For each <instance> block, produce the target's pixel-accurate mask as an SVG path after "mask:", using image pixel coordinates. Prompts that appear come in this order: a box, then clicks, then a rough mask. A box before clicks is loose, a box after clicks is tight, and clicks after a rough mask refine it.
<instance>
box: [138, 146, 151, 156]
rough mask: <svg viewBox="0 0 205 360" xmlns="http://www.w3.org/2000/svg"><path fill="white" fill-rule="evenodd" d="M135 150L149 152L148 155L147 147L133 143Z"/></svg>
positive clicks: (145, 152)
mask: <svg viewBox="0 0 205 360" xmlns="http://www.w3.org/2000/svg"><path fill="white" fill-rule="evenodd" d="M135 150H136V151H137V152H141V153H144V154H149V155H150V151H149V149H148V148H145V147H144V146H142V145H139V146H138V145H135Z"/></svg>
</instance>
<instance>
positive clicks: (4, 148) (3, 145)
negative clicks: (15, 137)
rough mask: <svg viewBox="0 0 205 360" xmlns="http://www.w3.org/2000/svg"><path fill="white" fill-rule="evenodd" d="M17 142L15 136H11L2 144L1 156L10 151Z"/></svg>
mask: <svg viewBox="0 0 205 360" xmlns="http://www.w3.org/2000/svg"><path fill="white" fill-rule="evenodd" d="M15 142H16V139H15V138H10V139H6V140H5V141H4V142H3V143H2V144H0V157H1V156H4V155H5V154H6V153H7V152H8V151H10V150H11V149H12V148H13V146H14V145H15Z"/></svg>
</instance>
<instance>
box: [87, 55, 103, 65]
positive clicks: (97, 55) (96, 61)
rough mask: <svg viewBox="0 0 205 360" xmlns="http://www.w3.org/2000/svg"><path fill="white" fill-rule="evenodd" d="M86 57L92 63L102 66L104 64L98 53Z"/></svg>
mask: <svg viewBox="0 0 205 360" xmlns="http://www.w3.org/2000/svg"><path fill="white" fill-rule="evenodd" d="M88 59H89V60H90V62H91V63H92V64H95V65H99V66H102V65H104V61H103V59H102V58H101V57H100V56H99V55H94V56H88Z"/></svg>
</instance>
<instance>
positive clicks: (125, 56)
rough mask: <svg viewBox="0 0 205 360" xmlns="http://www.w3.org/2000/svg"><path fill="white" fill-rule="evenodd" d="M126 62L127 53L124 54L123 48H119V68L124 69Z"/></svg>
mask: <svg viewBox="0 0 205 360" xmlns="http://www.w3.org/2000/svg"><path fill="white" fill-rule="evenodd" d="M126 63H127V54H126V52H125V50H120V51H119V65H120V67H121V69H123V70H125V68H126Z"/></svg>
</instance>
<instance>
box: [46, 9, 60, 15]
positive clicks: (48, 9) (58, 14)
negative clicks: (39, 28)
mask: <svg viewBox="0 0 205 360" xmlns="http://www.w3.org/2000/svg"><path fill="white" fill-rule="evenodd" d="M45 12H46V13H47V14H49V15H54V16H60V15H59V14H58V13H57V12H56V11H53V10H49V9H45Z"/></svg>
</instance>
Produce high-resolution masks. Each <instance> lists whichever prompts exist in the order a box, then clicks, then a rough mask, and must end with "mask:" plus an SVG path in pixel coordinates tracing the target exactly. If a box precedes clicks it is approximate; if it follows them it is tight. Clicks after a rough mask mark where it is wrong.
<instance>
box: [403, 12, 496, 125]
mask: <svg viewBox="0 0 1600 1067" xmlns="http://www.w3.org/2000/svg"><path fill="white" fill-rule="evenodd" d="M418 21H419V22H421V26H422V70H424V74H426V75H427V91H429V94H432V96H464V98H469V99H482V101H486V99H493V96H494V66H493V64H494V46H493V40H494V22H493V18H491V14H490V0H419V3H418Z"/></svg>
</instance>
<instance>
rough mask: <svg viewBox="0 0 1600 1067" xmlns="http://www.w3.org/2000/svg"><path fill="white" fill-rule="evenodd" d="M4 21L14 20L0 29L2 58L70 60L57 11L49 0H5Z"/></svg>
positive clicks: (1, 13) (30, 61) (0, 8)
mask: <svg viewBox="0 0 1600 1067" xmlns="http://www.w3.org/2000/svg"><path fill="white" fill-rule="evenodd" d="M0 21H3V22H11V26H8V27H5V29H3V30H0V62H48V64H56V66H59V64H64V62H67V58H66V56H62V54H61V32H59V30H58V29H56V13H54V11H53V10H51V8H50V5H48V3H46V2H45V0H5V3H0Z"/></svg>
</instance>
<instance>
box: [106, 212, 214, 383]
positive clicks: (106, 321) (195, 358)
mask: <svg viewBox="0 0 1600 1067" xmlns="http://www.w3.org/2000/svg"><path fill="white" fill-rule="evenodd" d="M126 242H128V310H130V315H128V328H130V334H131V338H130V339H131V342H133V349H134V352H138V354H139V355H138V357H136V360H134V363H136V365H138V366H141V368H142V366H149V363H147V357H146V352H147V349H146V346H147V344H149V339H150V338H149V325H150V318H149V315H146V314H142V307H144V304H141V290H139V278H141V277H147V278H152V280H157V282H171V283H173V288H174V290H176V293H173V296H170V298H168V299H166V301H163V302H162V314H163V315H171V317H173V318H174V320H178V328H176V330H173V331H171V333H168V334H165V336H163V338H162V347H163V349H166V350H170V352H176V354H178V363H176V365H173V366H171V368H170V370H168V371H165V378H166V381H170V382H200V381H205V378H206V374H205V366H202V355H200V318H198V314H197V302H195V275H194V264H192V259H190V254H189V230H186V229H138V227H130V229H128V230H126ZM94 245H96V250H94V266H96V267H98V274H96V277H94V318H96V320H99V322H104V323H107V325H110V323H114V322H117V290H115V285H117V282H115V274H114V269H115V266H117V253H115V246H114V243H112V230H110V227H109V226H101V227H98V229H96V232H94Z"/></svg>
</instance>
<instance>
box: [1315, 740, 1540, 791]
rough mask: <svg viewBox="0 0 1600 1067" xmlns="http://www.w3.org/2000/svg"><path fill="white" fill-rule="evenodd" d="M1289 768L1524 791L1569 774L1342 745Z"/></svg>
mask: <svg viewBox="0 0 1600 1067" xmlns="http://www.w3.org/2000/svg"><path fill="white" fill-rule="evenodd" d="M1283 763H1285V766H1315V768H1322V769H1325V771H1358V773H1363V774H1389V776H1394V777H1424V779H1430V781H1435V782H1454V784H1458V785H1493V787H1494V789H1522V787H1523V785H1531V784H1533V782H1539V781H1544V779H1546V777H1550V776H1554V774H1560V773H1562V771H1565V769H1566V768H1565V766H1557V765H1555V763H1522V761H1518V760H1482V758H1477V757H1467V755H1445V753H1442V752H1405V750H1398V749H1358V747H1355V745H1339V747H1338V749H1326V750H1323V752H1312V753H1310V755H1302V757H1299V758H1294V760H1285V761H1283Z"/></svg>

^^^^^^^^

▶ **Exercise description**
Copy every line of the records above verbatim, with no characters added, dropped, or altered.

▶ **Response**
For each <instance> block, produce the target's pixel-accurate mask as an SVG path after "mask:", using image pixel coordinates. Prompts that appear come in this order: a box, then clicks, then a rough mask. A box before clicks is loose, a box after clicks is tight, and clicks after a rough mask refine it.
<instance>
box: [138, 146, 151, 156]
rough mask: <svg viewBox="0 0 205 360" xmlns="http://www.w3.org/2000/svg"><path fill="white" fill-rule="evenodd" d="M135 150L149 152L148 155L147 147L133 143Z"/></svg>
positive clicks: (145, 152)
mask: <svg viewBox="0 0 205 360" xmlns="http://www.w3.org/2000/svg"><path fill="white" fill-rule="evenodd" d="M135 150H136V151H137V152H141V153H144V154H149V155H150V151H149V149H148V148H145V147H144V146H142V145H139V146H138V145H135Z"/></svg>
</instance>
<instance>
positive clicks: (4, 148) (3, 145)
negative clicks: (15, 137)
rough mask: <svg viewBox="0 0 205 360" xmlns="http://www.w3.org/2000/svg"><path fill="white" fill-rule="evenodd" d="M17 142L15 136H11L2 144L1 156L10 151Z"/></svg>
mask: <svg viewBox="0 0 205 360" xmlns="http://www.w3.org/2000/svg"><path fill="white" fill-rule="evenodd" d="M15 142H16V139H15V138H10V139H6V140H5V141H4V142H3V143H2V144H0V157H1V156H4V155H5V154H6V153H7V152H8V151H10V150H11V149H12V148H13V146H14V145H15Z"/></svg>
</instance>
<instance>
box: [87, 55, 103, 65]
positive clicks: (97, 55) (96, 61)
rough mask: <svg viewBox="0 0 205 360" xmlns="http://www.w3.org/2000/svg"><path fill="white" fill-rule="evenodd" d="M86 57L92 63L102 66L104 64L98 53Z"/></svg>
mask: <svg viewBox="0 0 205 360" xmlns="http://www.w3.org/2000/svg"><path fill="white" fill-rule="evenodd" d="M88 59H89V60H90V62H91V63H92V64H95V65H99V66H102V65H104V61H103V59H102V58H101V57H100V56H99V55H94V56H88Z"/></svg>
</instance>
<instance>
positive clicks: (125, 56)
rough mask: <svg viewBox="0 0 205 360" xmlns="http://www.w3.org/2000/svg"><path fill="white" fill-rule="evenodd" d="M126 62L127 53L124 54L123 48H119V68L124 69Z"/></svg>
mask: <svg viewBox="0 0 205 360" xmlns="http://www.w3.org/2000/svg"><path fill="white" fill-rule="evenodd" d="M126 63H127V54H126V52H125V50H120V51H119V65H120V67H121V69H123V70H125V68H126Z"/></svg>
</instance>
<instance>
box: [46, 9, 60, 15]
positive clicks: (48, 9) (58, 14)
negative clicks: (39, 28)
mask: <svg viewBox="0 0 205 360" xmlns="http://www.w3.org/2000/svg"><path fill="white" fill-rule="evenodd" d="M45 12H46V13H47V14H49V15H54V16H60V15H59V14H58V13H57V12H56V11H53V10H49V9H45Z"/></svg>
</instance>
Produce high-resolution masks. Each <instance> lists whichever prompts exist in the order a box, then clicks, then a rough mask, and must end with "mask:" plus an SVG path in pixel coordinates tracing the target exactly. If a box precedes clicks it is approximate; if it follows them it is tight. Clicks after a rough mask mark where it is wrong.
<instance>
box: [403, 12, 496, 125]
mask: <svg viewBox="0 0 1600 1067" xmlns="http://www.w3.org/2000/svg"><path fill="white" fill-rule="evenodd" d="M418 21H419V22H421V26H422V70H424V74H426V75H427V91H429V94H432V96H464V98H469V99H482V101H486V99H493V96H494V66H493V64H494V46H493V40H494V22H493V18H491V14H490V0H419V3H418Z"/></svg>
</instance>
<instance>
rough mask: <svg viewBox="0 0 1600 1067" xmlns="http://www.w3.org/2000/svg"><path fill="white" fill-rule="evenodd" d="M4 21L14 20L0 29L2 58L70 60L57 11L49 0H5Z"/></svg>
positive clicks: (1, 13) (30, 61) (0, 8)
mask: <svg viewBox="0 0 1600 1067" xmlns="http://www.w3.org/2000/svg"><path fill="white" fill-rule="evenodd" d="M0 21H3V22H11V26H8V27H5V29H3V30H0V62H48V64H56V66H59V64H64V62H67V58H66V56H62V54H61V32H59V30H58V29H56V13H54V11H53V10H51V8H50V5H48V3H46V2H45V0H5V3H0Z"/></svg>
</instance>
<instance>
box: [106, 212, 214, 383]
positive clicks: (106, 321) (195, 358)
mask: <svg viewBox="0 0 1600 1067" xmlns="http://www.w3.org/2000/svg"><path fill="white" fill-rule="evenodd" d="M126 242H128V310H130V315H128V328H130V334H131V338H130V339H131V342H133V349H134V352H138V354H139V355H138V357H136V360H134V363H136V365H138V366H141V368H142V366H149V363H147V357H146V352H147V349H146V346H147V344H149V339H150V338H149V325H150V318H149V315H146V314H142V307H144V304H141V290H139V278H141V277H147V278H152V280H157V282H171V283H173V288H174V290H176V293H173V296H170V298H168V299H166V301H163V302H162V314H163V315H171V317H173V318H174V320H178V328H176V330H173V331H171V333H168V334H165V336H163V338H162V347H163V349H166V350H170V352H176V354H178V363H176V365H173V366H171V368H170V370H168V371H165V378H166V381H170V382H200V381H205V378H206V374H205V366H202V355H200V318H198V314H197V302H195V275H194V264H192V259H190V254H189V230H186V229H138V227H130V229H128V230H126ZM94 245H96V250H94V266H96V267H98V274H96V277H94V318H96V320H99V322H104V323H107V325H110V323H114V322H117V290H115V285H117V282H115V274H114V269H115V266H117V253H115V246H114V243H112V230H110V227H109V226H101V227H98V229H96V232H94Z"/></svg>
</instance>
<instance>
box: [1315, 740, 1540, 791]
rough mask: <svg viewBox="0 0 1600 1067" xmlns="http://www.w3.org/2000/svg"><path fill="white" fill-rule="evenodd" d="M1289 768L1524 791L1569 774L1342 745Z"/></svg>
mask: <svg viewBox="0 0 1600 1067" xmlns="http://www.w3.org/2000/svg"><path fill="white" fill-rule="evenodd" d="M1283 763H1285V766H1315V768H1322V769H1325V771H1358V773H1363V774H1389V776H1394V777H1424V779H1430V781H1435V782H1454V784H1458V785H1493V787H1494V789H1522V787H1523V785H1531V784H1533V782H1539V781H1544V779H1546V777H1550V776H1554V774H1560V773H1562V771H1565V769H1566V768H1565V766H1557V765H1555V763H1522V761H1518V760H1482V758H1477V757H1467V755H1445V753H1442V752H1405V750H1398V749H1358V747H1355V745H1339V747H1338V749H1326V750H1323V752H1312V753H1310V755H1302V757H1299V758H1294V760H1285V761H1283Z"/></svg>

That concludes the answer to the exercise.